Search the records below for the string "person" and copy each line where it turns up.

Data for review section start

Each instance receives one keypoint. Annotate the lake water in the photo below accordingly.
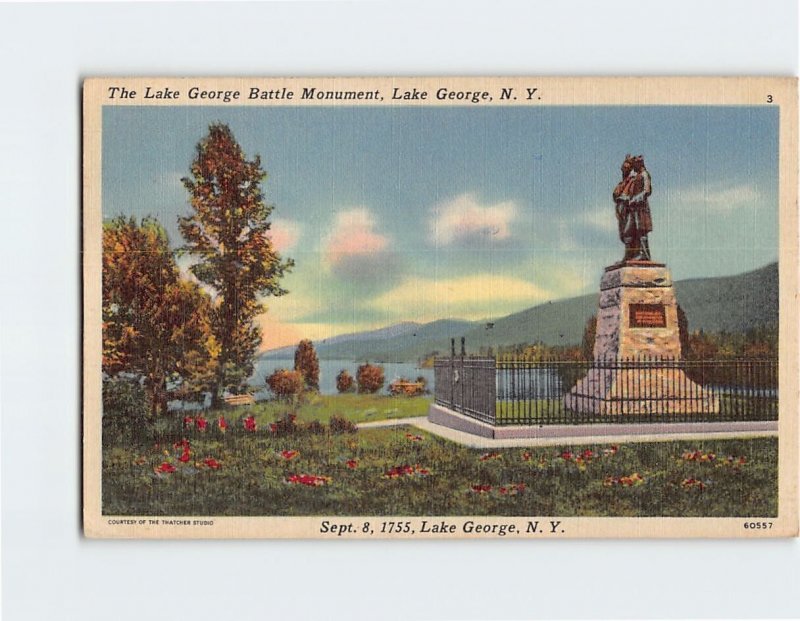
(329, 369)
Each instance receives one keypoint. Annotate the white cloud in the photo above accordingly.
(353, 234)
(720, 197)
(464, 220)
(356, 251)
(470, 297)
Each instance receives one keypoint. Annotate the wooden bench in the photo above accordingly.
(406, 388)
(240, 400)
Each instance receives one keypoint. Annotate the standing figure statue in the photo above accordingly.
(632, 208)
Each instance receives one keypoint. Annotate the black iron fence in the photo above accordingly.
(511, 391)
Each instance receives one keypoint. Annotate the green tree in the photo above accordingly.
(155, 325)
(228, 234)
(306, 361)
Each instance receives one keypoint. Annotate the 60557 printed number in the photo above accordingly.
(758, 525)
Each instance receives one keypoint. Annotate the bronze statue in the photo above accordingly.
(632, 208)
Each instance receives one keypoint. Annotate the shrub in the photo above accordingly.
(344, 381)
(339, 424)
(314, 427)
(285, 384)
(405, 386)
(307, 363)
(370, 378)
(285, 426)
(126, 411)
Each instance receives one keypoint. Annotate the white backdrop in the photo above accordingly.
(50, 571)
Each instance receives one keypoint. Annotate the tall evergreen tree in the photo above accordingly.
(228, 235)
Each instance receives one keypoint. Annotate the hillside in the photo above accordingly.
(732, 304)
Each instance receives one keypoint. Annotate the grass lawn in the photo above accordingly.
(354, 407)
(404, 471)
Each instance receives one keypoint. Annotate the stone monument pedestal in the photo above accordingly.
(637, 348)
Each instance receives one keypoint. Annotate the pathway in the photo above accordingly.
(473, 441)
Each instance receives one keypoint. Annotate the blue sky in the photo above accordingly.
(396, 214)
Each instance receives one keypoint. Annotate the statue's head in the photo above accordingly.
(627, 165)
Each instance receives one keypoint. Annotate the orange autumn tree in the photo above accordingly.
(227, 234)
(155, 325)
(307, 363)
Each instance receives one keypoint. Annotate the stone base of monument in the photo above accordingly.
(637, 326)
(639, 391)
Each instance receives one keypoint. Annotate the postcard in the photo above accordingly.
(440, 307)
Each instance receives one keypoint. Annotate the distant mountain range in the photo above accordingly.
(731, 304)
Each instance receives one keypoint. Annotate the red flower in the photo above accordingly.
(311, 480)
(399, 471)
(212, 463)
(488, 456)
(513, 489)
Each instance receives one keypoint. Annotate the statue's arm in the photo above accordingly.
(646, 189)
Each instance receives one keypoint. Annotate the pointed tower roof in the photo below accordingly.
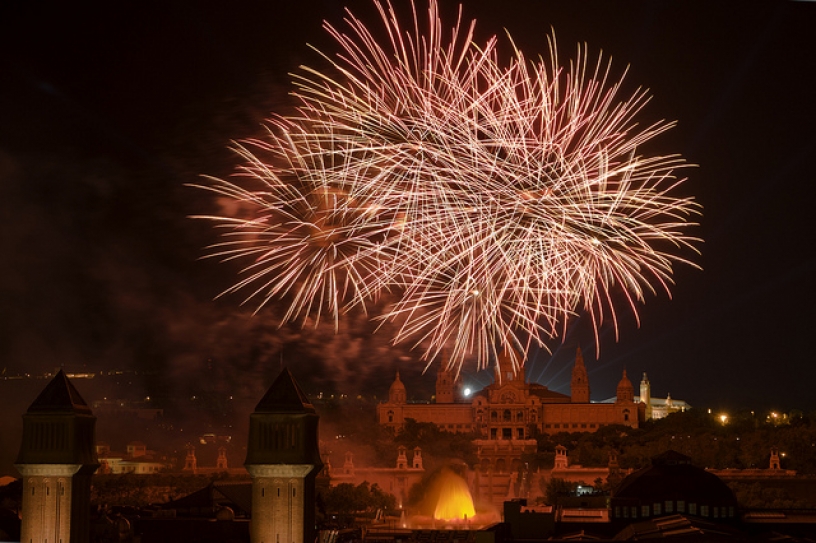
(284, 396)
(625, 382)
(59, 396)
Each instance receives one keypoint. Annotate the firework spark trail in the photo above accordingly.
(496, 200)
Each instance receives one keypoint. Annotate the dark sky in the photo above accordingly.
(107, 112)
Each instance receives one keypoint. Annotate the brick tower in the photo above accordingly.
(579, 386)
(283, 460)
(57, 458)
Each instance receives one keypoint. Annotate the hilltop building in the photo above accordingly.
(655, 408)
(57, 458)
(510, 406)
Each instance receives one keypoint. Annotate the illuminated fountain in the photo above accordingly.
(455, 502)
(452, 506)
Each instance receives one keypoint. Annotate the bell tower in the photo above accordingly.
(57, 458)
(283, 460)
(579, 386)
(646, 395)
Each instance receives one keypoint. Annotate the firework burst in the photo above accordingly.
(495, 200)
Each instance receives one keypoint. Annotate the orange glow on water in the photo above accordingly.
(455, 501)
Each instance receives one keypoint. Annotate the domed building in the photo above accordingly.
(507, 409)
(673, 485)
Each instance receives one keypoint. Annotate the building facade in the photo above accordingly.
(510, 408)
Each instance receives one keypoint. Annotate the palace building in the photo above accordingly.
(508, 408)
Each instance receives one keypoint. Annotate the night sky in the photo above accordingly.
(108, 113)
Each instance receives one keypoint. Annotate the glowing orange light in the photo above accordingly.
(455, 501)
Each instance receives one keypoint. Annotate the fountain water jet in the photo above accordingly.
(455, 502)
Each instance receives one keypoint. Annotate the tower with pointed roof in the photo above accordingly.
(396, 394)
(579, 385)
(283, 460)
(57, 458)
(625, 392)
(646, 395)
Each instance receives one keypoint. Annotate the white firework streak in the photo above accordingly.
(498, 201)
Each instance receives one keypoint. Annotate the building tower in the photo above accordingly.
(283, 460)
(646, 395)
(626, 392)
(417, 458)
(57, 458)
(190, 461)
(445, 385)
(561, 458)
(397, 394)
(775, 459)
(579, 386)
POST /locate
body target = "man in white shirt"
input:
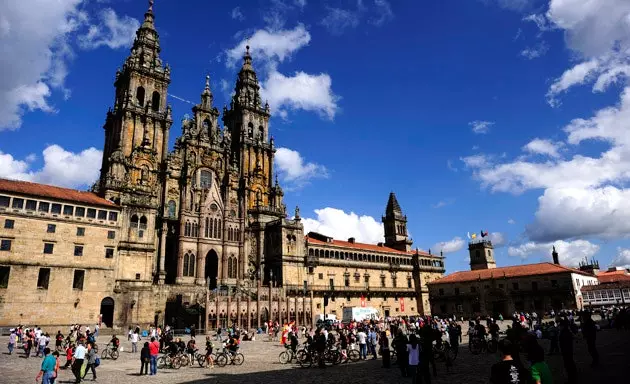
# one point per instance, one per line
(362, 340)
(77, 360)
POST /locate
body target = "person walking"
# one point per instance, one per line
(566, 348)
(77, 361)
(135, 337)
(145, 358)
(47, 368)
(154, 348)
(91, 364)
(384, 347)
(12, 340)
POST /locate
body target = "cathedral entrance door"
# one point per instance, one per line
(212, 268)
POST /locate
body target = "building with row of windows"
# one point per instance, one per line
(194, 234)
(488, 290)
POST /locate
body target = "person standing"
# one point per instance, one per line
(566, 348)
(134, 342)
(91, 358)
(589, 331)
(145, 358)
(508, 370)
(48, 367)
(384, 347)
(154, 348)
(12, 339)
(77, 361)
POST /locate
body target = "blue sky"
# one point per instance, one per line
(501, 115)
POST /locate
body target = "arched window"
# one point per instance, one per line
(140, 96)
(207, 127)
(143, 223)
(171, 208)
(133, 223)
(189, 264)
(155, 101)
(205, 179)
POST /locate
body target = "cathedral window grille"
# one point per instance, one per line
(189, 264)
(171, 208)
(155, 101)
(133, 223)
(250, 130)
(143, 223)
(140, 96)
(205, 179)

Data for review section end

**Your solution:**
body target = "person walking"
body target = "person standing"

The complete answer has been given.